WHAT YOU WILL DO: Set down all of the data exactly. Pictures stay out of the copy.

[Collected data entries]
★ ★ ★ ★ ★

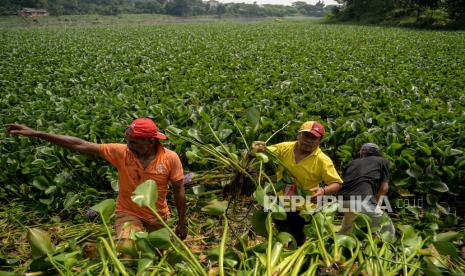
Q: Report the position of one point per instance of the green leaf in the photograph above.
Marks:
(40, 182)
(346, 241)
(105, 209)
(174, 130)
(224, 133)
(160, 238)
(50, 190)
(194, 133)
(143, 264)
(258, 222)
(146, 194)
(40, 242)
(448, 236)
(446, 248)
(413, 172)
(215, 207)
(254, 117)
(70, 200)
(439, 186)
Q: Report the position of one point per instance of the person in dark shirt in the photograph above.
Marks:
(366, 181)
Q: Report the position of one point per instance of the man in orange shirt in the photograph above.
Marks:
(141, 159)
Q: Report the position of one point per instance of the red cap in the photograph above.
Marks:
(144, 128)
(313, 127)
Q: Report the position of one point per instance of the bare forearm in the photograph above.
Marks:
(68, 142)
(180, 202)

★ ★ ★ ★ ★

THE COMPLETED TASK:
Q: Report the position of one point per instance of the green leaf in the photograph above.
Marks:
(40, 182)
(346, 241)
(105, 209)
(174, 130)
(224, 133)
(160, 238)
(50, 190)
(194, 133)
(143, 264)
(258, 222)
(146, 194)
(40, 242)
(448, 236)
(446, 248)
(413, 172)
(215, 207)
(254, 117)
(70, 200)
(439, 186)
Q: Report the position of one point per instance of the person in dark shirt in the photograph above.
Marks:
(366, 181)
Q: Report the position of one point per instance of the man in orange shirt in the photograph above.
Marks:
(141, 159)
Q: Report the position of one point per instance of the red cap in the photograph above.
Marks:
(144, 128)
(313, 127)
Q: Report the position of one point per instance of the bare forearm in the photograph above.
Marks:
(68, 142)
(180, 202)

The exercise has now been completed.